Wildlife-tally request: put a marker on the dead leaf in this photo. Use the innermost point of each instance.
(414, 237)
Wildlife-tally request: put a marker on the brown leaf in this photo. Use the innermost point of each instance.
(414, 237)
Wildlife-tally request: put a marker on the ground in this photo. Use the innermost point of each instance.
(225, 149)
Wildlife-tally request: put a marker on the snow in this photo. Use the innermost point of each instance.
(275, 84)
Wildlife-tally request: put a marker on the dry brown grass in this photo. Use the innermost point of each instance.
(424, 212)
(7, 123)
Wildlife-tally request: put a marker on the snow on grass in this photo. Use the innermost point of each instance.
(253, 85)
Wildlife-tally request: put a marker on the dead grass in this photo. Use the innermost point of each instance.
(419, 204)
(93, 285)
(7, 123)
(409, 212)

--

**TASK TO CARRY OUT:**
Put every line of the data above into a JSON list of strings, one string per line, with blank lines left out.

**FINISHED ANSWER:**
[
  "Wildlife-tally request: put a marker on the dead leaf in this photo. Use the innermost point of each instance.",
  "(414, 237)",
  "Wildlife-tally request: put a marker on the brown leaf in this photo. Use the innermost point of each instance.",
  "(414, 237)",
  "Wildlife-tally request: put a marker on the ground in this photo. Use the innermost point of each instance.",
  "(225, 149)",
  "Wildlife-tally request: put a marker on the snow in this photo. Use the innermost point of each instance.",
  "(275, 84)",
  "Wildlife-tally request: put a marker on the dry brown grass in this photo. Use the innermost point of each instance.",
  "(424, 212)",
  "(7, 123)",
  "Wildlife-tally request: put a marker on the snow on grass in this photo. Use the innermost point of each instance.",
  "(253, 85)",
  "Wildlife-tally request: put a marker on the dead grass in this photo. Use the innermost point of each instance.",
  "(419, 204)",
  "(93, 285)",
  "(7, 123)",
  "(409, 212)"
]